**Page excerpt**

-----

Sean Farrell (born November 2, 2001) is an American ice hockey left wing for Harvard of the National Collegiate Athletic Association (NCAA). Farrell was drafted 124th overall by the Montreal Canadiens in the 2020 NHL Entry Draft.

Playing career
During the 2020–21 season, Farrell recorded 29 goals and 72 assists in 53 games for the Chicago Steel, becoming the second player in USHL history to surpass 100 points in a season, after Kevin Roy in 2012. Following an outstanding season, he was awarded the USHL Player of the Year and Dave Tyler Junior Player of the Year Award.

Farrell began his collegiate career for the Harvard Crimson during the 2022–23 season. During his freshman year he led the conference in goals (17), assists (19), and points (36). He finished fourth in the conference with three game-winners and third with 77 shots through 22 games. Following an outstanding season he was named to the All-ECAC Hockey First Team and the ECAC Hockey Player of the Year.

-----

**Items**
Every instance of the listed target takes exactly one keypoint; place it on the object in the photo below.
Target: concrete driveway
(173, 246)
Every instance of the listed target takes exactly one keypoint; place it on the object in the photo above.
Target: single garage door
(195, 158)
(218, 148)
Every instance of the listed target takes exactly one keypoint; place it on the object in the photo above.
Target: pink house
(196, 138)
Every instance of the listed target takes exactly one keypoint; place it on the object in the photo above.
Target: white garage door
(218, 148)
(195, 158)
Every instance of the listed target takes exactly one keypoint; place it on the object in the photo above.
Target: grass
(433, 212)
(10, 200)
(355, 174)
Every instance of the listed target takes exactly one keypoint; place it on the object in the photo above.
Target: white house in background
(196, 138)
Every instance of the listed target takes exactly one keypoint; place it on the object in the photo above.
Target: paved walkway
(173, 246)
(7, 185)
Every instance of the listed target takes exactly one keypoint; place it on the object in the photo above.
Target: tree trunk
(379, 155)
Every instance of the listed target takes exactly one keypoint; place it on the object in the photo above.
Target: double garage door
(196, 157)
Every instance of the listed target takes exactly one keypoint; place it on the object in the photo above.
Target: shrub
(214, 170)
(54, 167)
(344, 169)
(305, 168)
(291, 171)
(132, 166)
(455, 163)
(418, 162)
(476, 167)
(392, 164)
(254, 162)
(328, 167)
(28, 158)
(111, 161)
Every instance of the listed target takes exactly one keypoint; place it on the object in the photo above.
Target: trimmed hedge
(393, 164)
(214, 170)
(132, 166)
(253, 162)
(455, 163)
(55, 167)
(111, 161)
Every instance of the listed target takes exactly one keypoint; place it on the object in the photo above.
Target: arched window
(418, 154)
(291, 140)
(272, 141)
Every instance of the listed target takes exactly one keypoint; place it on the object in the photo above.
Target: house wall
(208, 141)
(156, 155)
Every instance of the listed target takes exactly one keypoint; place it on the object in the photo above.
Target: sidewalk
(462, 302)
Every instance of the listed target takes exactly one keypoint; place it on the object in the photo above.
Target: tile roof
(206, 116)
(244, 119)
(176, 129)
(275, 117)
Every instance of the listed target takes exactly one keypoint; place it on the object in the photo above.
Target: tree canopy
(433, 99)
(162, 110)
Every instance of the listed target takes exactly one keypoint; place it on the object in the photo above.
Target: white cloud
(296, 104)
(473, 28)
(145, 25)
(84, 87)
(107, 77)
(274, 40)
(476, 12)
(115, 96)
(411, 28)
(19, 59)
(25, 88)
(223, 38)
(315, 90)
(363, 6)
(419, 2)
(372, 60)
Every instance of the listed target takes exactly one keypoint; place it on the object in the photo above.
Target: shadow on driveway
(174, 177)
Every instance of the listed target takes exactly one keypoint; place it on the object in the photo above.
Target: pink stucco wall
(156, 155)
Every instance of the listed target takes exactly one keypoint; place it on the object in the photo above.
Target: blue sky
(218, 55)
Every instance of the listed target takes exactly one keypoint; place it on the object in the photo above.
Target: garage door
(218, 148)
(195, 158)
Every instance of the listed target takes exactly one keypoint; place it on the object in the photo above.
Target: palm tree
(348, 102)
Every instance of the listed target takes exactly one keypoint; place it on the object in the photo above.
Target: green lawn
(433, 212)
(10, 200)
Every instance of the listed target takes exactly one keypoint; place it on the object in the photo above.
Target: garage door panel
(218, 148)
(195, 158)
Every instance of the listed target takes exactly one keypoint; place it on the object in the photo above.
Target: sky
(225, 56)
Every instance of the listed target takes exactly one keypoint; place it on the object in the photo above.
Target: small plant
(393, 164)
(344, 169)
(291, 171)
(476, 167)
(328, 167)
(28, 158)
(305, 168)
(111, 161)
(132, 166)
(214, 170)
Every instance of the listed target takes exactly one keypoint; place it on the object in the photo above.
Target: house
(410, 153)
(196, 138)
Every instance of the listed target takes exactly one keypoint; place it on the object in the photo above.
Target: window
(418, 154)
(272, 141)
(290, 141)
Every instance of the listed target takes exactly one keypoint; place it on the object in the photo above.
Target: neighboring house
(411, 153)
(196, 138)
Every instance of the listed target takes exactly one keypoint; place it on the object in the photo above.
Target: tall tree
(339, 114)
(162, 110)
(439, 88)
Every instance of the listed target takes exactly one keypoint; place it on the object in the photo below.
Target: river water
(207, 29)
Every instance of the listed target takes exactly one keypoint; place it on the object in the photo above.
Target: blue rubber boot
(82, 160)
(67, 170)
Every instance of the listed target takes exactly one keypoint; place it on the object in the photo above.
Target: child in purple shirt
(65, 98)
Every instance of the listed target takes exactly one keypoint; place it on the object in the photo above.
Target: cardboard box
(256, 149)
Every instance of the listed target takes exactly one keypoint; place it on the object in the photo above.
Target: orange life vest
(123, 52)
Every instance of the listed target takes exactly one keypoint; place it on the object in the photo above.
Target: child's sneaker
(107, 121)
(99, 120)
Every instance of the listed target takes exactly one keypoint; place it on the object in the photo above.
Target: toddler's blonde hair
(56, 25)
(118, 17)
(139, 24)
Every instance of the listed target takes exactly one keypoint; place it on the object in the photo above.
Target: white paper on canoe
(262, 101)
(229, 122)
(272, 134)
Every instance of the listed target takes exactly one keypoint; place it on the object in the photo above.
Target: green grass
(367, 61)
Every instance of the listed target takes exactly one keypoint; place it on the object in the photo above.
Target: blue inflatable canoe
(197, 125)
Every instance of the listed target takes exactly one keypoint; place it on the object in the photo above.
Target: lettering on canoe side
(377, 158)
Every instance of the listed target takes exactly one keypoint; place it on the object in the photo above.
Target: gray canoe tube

-----

**Set tasks**
**1.** List every line of the records that contains the word "canoe", matching case exactly.
**2.** Extend the Sean Farrell article past its final sentence.
The article about hockey player Sean Farrell has no connection to the records.

**Set of answers**
**1.**
Target: white paper on canoe
Target: blue inflatable canoe
Target: lettering on canoe side
Target: gray canoe tube

**2.**
International play

Farrell represented the United States at the 2019 IIHF World U18 Championships where he recorded two assists in seven games and won a bronze medal. On January 13, 2022, Farrell was named to Team USA's roster to represent the United States at the 2022 Winter Olympics. In his Olympic debut, he scored a hat-trick to help lead Team USA to an 8–0 victory over the host nation China.

On May 5, 2022, Farrell was named to the United States men's national ice hockey team to compete at the 2022 IIHF World Championship. He recorded two goals and four assists in ten games.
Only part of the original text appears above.